> _Source material_:
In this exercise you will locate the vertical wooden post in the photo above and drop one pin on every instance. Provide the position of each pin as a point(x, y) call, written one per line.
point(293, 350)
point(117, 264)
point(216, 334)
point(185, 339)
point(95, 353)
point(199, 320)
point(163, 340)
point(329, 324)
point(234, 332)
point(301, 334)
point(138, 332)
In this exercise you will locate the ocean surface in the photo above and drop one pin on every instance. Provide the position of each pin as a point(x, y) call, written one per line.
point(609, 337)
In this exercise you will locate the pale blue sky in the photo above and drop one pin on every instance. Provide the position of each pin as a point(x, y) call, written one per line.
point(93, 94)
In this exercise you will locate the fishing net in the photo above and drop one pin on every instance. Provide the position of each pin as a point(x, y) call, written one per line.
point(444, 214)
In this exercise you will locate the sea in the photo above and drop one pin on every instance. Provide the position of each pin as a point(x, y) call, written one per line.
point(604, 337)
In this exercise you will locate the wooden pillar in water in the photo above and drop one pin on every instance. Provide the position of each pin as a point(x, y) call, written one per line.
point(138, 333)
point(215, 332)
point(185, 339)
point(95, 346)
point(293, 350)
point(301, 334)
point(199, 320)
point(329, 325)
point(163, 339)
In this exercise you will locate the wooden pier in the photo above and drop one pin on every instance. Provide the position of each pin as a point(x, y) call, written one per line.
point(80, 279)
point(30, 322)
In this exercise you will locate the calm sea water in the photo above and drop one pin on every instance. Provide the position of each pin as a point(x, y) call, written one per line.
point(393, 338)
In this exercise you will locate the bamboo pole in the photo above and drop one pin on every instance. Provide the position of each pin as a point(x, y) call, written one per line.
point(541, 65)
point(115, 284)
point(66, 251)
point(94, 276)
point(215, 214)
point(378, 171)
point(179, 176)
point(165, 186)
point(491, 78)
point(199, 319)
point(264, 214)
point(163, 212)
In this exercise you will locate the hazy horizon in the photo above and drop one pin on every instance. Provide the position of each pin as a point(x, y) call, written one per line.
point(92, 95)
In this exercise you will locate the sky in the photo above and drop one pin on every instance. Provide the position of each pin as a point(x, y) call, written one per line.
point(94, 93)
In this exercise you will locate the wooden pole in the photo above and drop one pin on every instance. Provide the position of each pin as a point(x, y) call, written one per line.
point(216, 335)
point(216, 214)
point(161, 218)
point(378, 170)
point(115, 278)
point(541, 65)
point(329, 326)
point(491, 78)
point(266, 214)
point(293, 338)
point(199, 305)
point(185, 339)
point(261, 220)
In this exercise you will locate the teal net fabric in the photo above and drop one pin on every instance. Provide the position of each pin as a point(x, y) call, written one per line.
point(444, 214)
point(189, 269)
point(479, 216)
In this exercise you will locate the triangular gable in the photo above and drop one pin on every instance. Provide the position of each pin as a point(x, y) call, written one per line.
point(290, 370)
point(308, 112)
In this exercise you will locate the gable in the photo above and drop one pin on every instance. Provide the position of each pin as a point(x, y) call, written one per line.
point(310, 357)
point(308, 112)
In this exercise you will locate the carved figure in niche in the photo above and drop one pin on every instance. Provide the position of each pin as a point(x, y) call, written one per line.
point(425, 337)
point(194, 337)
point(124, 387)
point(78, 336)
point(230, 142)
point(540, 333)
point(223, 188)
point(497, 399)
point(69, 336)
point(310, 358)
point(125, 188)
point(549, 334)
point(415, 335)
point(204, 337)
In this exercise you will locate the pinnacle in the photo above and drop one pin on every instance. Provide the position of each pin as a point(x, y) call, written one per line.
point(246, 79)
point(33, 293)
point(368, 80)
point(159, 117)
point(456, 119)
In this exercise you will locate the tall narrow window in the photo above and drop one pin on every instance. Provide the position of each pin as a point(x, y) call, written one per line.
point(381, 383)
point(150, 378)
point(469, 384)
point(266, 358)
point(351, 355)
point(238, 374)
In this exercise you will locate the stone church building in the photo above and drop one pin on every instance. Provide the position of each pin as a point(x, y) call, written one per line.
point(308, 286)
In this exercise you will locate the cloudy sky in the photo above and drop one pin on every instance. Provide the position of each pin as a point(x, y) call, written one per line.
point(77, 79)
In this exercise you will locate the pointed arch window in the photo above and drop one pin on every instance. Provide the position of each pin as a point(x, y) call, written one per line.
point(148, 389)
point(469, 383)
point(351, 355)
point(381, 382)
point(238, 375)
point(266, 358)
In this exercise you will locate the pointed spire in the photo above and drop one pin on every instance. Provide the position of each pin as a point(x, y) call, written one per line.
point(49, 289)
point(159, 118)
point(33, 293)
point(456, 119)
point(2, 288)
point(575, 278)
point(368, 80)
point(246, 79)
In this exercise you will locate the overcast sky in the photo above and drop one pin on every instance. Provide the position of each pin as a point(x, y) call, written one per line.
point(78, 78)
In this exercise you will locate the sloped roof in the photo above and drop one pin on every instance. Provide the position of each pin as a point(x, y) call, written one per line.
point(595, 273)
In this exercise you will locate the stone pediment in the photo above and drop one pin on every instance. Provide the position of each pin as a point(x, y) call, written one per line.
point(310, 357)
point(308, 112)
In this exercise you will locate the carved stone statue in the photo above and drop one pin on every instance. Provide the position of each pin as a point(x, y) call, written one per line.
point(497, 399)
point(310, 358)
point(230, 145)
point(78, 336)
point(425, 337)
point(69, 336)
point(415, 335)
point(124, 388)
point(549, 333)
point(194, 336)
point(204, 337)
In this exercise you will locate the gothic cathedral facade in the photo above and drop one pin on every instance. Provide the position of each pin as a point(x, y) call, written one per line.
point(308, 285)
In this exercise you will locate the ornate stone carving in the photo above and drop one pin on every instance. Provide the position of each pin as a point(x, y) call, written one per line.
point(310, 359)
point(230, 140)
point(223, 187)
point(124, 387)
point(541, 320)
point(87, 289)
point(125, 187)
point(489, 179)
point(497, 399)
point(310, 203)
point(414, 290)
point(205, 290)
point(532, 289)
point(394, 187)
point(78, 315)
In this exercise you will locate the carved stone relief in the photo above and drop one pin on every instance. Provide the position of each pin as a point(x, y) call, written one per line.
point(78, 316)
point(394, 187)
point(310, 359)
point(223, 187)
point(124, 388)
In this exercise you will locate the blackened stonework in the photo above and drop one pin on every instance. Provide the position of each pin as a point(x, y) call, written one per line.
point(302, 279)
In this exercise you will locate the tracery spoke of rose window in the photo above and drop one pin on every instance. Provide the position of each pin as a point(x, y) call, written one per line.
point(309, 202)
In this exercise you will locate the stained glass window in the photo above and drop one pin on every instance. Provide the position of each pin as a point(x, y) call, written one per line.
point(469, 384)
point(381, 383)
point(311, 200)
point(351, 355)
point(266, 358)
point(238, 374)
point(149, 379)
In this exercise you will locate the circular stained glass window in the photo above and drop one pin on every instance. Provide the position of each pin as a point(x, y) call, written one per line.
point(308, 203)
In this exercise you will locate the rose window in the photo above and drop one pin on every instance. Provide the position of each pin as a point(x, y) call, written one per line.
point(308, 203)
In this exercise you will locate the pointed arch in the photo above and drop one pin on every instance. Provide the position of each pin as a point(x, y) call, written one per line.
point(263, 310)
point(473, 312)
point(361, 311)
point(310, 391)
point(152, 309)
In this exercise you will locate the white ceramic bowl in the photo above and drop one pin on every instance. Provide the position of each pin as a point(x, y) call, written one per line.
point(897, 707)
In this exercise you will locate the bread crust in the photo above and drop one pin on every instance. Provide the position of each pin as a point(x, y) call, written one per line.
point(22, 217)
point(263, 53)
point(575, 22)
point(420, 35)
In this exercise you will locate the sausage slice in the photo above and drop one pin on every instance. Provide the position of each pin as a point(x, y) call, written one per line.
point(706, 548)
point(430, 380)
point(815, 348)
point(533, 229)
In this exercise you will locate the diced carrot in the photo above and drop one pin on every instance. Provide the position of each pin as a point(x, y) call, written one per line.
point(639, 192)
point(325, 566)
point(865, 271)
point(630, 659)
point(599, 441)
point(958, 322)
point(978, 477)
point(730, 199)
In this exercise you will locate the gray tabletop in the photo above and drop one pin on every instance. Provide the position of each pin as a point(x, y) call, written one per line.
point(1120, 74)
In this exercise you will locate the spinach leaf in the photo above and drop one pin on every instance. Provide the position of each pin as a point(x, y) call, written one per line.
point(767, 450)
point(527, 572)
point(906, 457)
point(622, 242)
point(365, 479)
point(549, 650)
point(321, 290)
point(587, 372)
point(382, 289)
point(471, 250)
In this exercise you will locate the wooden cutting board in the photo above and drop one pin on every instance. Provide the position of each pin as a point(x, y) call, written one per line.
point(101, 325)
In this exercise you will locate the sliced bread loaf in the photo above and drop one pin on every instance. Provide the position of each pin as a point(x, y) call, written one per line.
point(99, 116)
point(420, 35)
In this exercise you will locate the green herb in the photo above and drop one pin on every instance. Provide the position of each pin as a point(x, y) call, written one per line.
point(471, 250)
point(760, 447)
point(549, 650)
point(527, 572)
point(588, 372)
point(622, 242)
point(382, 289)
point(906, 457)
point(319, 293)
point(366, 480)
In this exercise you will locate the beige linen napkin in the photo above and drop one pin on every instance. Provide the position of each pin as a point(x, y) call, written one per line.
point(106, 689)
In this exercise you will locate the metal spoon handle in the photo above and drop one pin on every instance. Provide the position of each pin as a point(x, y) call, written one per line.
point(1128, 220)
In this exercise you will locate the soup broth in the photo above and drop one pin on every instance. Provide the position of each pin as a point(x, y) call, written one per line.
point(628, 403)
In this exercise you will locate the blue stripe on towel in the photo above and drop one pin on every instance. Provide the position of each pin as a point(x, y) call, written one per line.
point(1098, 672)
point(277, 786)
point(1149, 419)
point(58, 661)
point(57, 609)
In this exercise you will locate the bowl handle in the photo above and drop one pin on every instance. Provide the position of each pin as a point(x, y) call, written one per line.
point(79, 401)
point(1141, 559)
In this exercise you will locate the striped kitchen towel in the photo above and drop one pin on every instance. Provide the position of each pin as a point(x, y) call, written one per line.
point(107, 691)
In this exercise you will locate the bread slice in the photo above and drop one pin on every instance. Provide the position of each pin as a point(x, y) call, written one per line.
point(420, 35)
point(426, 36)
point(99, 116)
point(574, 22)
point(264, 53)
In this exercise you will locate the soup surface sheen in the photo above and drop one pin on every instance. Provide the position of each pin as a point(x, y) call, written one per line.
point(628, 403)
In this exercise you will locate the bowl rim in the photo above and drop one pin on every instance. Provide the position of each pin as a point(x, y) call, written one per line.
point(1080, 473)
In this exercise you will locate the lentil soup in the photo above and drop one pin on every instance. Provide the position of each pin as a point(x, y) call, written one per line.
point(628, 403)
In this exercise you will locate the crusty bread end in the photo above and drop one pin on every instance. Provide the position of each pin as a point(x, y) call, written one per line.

> _Work item_: What is needed is an exact printout of every line from the one with "In this exercise you will locate the bowl rim" through the end of the data, including both, and nothing more.

> _Answer to the exercise_:
In this exercise you will locate the bowl rim in the photo above and drop one pin on every instance. Provide the position of each pin as a point(x, y) call, written one per line.
point(1080, 473)
In this exercise you will locate the lentil soup in the photo above and drop one pin on every instance. Provide the position of each pin as a point(x, y) call, written one per line.
point(628, 403)
In this exercise you will locate the crusty bread end in the photo above and drop one pin on every instance. Provide the position of each pin as a point(x, y) call, written one per line.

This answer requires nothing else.